» **Exercise**: Can you rewrite all of the records below, substituting "marker" for every "keypoint" and leaving everything else unchanged?
+--
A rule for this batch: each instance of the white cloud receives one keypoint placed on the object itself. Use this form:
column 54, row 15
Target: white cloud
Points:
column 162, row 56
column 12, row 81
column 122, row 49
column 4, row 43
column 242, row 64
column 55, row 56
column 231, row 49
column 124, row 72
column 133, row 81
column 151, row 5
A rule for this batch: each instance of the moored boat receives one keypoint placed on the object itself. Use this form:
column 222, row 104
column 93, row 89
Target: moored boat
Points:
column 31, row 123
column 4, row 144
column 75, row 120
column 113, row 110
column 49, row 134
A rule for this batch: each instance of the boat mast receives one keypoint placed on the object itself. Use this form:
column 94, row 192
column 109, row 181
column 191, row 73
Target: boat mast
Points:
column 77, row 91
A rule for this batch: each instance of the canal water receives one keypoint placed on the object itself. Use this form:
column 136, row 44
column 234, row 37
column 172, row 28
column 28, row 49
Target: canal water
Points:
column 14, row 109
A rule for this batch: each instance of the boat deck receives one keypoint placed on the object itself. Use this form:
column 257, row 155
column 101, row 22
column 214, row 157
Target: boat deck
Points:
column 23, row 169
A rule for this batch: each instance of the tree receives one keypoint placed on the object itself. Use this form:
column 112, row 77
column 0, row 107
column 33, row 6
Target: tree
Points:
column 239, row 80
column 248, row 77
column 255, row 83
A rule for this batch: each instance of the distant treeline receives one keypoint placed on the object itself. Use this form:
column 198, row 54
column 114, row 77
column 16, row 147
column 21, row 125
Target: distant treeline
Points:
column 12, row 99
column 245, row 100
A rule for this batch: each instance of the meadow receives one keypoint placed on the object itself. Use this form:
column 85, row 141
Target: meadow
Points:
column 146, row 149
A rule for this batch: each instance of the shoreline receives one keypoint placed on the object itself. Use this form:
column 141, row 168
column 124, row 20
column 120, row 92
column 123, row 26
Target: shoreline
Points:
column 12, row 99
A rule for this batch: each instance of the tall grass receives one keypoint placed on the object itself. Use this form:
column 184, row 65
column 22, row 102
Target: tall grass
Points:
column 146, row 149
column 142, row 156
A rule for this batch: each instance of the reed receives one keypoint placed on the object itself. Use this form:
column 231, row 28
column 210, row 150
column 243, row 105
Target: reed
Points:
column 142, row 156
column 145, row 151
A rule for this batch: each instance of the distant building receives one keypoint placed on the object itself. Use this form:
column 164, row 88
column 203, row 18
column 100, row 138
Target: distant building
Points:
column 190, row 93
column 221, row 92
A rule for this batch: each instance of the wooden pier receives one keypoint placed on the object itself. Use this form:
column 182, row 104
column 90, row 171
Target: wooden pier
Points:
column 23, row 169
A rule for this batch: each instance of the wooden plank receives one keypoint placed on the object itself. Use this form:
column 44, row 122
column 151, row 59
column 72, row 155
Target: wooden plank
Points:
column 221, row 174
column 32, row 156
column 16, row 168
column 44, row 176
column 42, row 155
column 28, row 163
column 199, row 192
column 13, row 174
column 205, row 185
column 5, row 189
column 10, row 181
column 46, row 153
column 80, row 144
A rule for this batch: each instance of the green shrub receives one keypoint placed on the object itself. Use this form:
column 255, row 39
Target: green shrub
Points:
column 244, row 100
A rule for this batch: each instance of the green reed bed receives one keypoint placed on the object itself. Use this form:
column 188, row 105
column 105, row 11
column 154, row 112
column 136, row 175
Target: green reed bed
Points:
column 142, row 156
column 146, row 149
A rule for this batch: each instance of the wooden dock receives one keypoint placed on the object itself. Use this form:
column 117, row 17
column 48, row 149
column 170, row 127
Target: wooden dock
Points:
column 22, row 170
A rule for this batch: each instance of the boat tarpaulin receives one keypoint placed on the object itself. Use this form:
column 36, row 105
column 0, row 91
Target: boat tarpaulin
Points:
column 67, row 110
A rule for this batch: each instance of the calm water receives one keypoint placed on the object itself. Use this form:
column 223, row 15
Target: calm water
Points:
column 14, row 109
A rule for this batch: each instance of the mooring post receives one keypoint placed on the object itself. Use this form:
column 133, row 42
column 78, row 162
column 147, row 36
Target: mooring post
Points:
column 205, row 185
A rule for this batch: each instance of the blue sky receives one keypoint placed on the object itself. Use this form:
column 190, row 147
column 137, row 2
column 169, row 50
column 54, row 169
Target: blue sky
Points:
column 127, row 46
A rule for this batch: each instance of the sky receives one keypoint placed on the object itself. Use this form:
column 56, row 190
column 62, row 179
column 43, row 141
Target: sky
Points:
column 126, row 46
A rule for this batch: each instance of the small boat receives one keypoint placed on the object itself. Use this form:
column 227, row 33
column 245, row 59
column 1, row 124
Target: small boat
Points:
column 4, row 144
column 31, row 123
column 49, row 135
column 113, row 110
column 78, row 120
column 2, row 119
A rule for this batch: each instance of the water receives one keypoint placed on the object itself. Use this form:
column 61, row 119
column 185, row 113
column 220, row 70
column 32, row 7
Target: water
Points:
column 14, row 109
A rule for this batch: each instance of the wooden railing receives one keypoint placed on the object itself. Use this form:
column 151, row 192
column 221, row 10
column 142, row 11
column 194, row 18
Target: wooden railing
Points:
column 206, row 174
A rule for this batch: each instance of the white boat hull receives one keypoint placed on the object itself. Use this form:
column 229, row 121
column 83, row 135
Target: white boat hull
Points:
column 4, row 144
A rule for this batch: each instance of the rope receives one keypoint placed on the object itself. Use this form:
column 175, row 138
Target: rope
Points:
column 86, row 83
+--
» **Result for this exercise**:
A rule for this batch: each instance of the white cloud receives one marker placed on the object itself. Use this form:
column 54, row 15
Target: white cloud
Points:
column 162, row 56
column 12, row 81
column 122, row 49
column 4, row 43
column 242, row 64
column 55, row 56
column 231, row 49
column 124, row 72
column 133, row 81
column 151, row 5
A rule for this batch: each instance of the moored boat receives one marker placed on the object itself. Use this form:
column 222, row 104
column 93, row 89
Target: moored boat
Points:
column 31, row 123
column 4, row 144
column 75, row 120
column 113, row 110
column 49, row 134
A rule for this batch: each instance of the boat mast receives one marker placed on the object itself. Use this form:
column 94, row 192
column 109, row 181
column 191, row 73
Target: boat mast
Points:
column 77, row 91
A rule for this batch: each instance of the canal water receives one marker placed on the object itself. Use this form:
column 136, row 44
column 234, row 37
column 172, row 28
column 28, row 49
Target: canal water
Points:
column 14, row 109
A rule for this batch: each instance of the boat deck receives one marker placed on the object itself. Use this form:
column 257, row 155
column 101, row 22
column 214, row 157
Target: boat deck
Points:
column 23, row 169
A rule for this batch: each instance of the tree receives one marker placed on the object itself. Use this form:
column 112, row 77
column 0, row 107
column 33, row 6
Target: tree
Points:
column 239, row 80
column 248, row 77
column 255, row 83
A rule for this batch: each instance of the distant treeline receives one marker placed on the object itself. Use this form:
column 198, row 54
column 114, row 77
column 16, row 147
column 21, row 125
Target: distant treeline
Points:
column 12, row 99
column 245, row 100
A rule for this batch: each instance of the meadow receives one marker placed on the object itself. Use this form:
column 85, row 141
Target: meadow
Points:
column 146, row 149
A rule for this batch: each instance of the shoreline receives one marker placed on the object itself. Use this form:
column 141, row 168
column 124, row 20
column 120, row 92
column 123, row 26
Target: shoreline
Points:
column 12, row 99
A rule for this batch: each instance of the tall grass receives one marker placed on the object itself. Use this form:
column 184, row 65
column 22, row 102
Target: tall grass
Points:
column 146, row 149
column 142, row 156
A rule for this batch: each instance of the reed receives one marker placed on the object itself. Use this form:
column 231, row 28
column 210, row 150
column 243, row 105
Target: reed
Points:
column 142, row 156
column 145, row 151
A rule for this batch: each instance of the distant building receives one marker placed on the object itself. Use this form:
column 164, row 88
column 203, row 18
column 100, row 138
Target: distant building
Points:
column 190, row 93
column 221, row 92
A rule for this batch: each instance of the wooden pier receives one marker placed on the object itself. Use this form:
column 182, row 104
column 90, row 171
Target: wooden pier
Points:
column 23, row 169
A rule for this batch: each instance of the wooden plank receives one marker placed on the object itself. Use this form:
column 44, row 122
column 151, row 59
column 72, row 155
Target: wooden plank
Points:
column 221, row 174
column 32, row 156
column 16, row 168
column 44, row 176
column 42, row 155
column 28, row 163
column 199, row 192
column 13, row 174
column 205, row 185
column 5, row 189
column 10, row 181
column 46, row 153
column 80, row 144
A rule for this batch: each instance of the green shrub receives one marker placed on the object itself. Use this form:
column 255, row 39
Target: green shrub
Points:
column 244, row 100
A rule for this batch: each instance of the green reed bed receives one marker placed on the object itself. Use this form:
column 188, row 105
column 105, row 11
column 154, row 112
column 136, row 175
Target: green reed bed
Points:
column 142, row 156
column 146, row 149
A rule for this batch: each instance of the wooden dock receives one marker placed on the object itself. Use this form:
column 117, row 17
column 48, row 149
column 170, row 127
Target: wooden dock
Points:
column 22, row 170
A rule for this batch: each instance of the boat tarpaulin receives one marker placed on the object itself. Use this form:
column 36, row 105
column 0, row 91
Target: boat tarpaulin
Points:
column 67, row 110
A rule for this batch: each instance of the calm water receives one marker placed on the object itself. Use this form:
column 223, row 15
Target: calm water
Points:
column 14, row 109
A rule for this batch: each instance of the mooring post receives one marker placed on the object itself. Use this form:
column 133, row 42
column 78, row 162
column 147, row 36
Target: mooring post
Points:
column 205, row 185
A rule for this batch: each instance of the blue sky receives one marker placed on the object itself. Use this form:
column 190, row 147
column 137, row 2
column 169, row 50
column 54, row 169
Target: blue sky
Points:
column 127, row 46
A rule for this batch: each instance of the sky receives one marker placed on the object itself. Use this form:
column 56, row 190
column 62, row 179
column 43, row 141
Target: sky
Points:
column 126, row 46
A rule for this batch: each instance of the small boat receives one marker placed on the object itself. Use this form:
column 227, row 33
column 245, row 59
column 1, row 124
Target: small boat
Points:
column 4, row 144
column 31, row 123
column 49, row 135
column 113, row 110
column 78, row 120
column 2, row 119
A rule for this batch: each instance of the water receives one marker placed on the object itself. Use this form:
column 61, row 119
column 185, row 113
column 220, row 70
column 32, row 7
Target: water
Points:
column 14, row 109
A rule for this batch: each instance of the wooden railing receives one marker placed on the object itself. Use this form:
column 151, row 192
column 221, row 10
column 142, row 11
column 194, row 18
Target: wooden railing
Points:
column 206, row 174
A rule for this batch: each instance of the white boat hull receives one marker placed on the object itself. Use this form:
column 229, row 121
column 83, row 135
Target: white boat hull
Points:
column 4, row 144
A rule for this batch: each instance of the rope receives one marker placed on the object itself. Use this form:
column 175, row 138
Target: rope
Points:
column 86, row 83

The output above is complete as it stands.